• [Task requirements] The entries below hold a line with "Game engine object recognition — detect asphalt" and a line with "Game engine object recognition — detect yellow safety". Return those lines and all that lie between them, exactly and only.

Records from a collection
════════════════════

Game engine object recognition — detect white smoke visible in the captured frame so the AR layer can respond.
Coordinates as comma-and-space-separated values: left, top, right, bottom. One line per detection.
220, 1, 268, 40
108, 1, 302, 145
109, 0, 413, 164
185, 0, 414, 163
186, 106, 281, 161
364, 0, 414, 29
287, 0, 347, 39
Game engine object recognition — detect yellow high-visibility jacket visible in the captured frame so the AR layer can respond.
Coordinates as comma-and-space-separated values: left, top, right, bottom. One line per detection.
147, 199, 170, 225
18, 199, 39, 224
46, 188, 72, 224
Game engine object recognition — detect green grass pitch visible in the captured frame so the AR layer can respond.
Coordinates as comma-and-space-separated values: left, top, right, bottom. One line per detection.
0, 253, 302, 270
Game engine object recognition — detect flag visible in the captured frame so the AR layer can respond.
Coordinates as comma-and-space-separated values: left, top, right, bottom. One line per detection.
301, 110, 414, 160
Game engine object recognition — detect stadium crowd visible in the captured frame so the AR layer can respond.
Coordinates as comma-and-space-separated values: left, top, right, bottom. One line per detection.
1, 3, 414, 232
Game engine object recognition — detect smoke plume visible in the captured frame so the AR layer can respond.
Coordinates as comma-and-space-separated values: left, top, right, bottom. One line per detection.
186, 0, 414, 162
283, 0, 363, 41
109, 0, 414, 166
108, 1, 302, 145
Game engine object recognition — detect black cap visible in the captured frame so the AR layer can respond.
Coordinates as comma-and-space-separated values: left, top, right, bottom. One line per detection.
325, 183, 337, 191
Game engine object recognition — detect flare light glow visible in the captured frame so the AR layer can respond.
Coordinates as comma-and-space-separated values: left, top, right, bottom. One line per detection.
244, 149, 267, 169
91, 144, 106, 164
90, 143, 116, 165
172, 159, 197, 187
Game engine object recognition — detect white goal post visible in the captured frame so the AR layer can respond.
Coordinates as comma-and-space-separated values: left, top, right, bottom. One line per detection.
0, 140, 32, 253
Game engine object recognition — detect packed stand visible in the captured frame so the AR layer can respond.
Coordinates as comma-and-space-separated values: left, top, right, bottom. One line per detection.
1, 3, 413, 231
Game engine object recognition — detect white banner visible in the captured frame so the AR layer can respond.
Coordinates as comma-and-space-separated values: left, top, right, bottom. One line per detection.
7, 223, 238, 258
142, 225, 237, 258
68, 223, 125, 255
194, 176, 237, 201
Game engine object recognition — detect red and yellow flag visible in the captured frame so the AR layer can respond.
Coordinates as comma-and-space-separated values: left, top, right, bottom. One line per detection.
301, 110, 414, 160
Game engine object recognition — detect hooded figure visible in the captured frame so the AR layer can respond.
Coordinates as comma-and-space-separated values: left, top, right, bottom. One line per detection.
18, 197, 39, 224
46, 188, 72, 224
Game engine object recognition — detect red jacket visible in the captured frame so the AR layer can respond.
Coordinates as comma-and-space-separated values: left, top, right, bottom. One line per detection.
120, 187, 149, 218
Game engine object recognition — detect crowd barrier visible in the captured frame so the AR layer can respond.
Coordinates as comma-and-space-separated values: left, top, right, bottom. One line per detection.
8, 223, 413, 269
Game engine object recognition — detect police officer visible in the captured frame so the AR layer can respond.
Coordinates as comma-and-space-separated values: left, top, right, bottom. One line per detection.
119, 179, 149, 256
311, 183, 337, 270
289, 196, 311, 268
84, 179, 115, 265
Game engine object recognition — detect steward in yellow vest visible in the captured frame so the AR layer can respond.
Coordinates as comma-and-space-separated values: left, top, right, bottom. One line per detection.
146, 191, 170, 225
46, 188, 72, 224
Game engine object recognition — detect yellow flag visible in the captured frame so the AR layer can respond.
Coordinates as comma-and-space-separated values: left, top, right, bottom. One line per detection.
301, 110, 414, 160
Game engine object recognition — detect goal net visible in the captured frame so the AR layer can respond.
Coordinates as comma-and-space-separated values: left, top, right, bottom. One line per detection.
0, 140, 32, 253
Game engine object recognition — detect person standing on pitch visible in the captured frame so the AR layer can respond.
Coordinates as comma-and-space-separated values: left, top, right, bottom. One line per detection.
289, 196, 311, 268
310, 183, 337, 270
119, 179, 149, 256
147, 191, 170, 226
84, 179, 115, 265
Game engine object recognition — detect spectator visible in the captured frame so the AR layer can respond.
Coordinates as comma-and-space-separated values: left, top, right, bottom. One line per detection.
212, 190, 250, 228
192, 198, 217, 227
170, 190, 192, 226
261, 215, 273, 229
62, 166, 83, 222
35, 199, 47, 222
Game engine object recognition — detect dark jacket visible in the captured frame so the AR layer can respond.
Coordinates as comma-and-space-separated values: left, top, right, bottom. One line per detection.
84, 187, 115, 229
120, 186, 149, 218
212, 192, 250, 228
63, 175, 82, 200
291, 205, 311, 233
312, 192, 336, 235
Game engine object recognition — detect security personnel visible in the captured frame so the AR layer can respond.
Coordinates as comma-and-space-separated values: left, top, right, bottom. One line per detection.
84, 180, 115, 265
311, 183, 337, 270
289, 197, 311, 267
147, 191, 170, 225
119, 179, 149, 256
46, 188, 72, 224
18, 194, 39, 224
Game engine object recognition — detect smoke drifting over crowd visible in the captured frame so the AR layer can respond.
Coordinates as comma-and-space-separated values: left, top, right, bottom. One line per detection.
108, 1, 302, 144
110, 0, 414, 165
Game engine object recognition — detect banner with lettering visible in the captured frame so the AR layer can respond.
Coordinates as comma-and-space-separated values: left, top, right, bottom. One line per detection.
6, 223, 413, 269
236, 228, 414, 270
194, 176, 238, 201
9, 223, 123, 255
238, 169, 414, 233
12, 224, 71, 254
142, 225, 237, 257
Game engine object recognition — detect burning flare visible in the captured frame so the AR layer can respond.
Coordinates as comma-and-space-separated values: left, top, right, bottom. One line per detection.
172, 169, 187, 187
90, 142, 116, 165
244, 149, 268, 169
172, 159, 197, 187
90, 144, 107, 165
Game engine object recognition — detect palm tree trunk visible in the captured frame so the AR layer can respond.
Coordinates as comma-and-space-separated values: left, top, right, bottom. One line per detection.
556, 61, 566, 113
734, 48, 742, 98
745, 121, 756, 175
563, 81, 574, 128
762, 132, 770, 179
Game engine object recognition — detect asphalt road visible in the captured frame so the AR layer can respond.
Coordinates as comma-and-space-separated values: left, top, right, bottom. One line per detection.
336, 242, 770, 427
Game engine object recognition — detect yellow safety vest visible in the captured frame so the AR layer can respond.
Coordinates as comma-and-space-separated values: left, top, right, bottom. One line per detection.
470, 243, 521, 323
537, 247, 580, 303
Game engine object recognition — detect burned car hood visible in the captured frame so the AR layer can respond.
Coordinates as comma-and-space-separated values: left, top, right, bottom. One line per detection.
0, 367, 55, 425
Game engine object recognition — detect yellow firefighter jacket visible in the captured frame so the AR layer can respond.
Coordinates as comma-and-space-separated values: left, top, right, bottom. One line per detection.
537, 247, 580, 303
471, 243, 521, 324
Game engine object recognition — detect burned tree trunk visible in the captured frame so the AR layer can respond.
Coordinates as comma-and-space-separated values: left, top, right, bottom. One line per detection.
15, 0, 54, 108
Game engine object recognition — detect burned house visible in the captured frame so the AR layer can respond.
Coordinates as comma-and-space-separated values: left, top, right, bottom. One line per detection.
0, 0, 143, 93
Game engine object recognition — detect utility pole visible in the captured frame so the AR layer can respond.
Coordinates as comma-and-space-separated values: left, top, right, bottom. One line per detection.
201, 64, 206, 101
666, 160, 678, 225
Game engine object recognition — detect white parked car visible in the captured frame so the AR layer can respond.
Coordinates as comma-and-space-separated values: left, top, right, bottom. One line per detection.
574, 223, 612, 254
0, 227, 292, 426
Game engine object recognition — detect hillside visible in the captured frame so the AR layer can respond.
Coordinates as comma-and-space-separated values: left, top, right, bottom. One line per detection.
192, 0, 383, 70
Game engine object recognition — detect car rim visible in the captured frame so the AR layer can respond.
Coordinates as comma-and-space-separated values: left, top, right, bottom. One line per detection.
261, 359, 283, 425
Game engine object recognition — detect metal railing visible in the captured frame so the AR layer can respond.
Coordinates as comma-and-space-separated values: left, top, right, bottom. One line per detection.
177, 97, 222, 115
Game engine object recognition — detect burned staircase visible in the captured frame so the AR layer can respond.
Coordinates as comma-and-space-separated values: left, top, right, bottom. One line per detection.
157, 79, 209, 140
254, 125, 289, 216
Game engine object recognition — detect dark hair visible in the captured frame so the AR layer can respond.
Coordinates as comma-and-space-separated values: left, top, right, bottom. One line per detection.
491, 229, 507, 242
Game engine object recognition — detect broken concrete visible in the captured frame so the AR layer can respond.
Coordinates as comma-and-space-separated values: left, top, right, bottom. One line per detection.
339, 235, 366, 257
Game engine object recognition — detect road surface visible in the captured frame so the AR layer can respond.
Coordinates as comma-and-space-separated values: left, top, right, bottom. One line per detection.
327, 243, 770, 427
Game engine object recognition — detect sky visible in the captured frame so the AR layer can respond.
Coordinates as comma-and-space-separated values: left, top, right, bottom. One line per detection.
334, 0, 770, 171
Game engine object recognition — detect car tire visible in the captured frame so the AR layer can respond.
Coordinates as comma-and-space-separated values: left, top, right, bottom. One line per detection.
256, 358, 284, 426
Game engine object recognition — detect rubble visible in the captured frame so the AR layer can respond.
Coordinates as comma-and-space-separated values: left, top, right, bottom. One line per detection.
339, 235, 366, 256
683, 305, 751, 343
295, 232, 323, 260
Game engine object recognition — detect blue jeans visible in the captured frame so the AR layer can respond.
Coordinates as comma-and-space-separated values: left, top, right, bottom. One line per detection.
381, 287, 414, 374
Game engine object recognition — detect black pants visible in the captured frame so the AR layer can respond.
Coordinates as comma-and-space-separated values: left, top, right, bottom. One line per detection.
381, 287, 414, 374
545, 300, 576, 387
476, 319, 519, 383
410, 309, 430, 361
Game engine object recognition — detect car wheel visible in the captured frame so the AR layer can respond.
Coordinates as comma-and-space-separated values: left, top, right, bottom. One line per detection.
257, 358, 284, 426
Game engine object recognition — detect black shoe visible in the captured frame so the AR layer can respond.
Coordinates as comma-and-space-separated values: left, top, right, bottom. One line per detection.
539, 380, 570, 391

════════════════════

• [Your response]
Game engine object recognition — detect asphalt road visible in the captured frame so the AR layer can respond.
Coordinates as comma-and-space-separated values: left, top, right, bottom. One line per detection.
336, 242, 770, 427
Game engine object recognition — detect yellow safety vest visible in the captured frame so the AR layer can respond.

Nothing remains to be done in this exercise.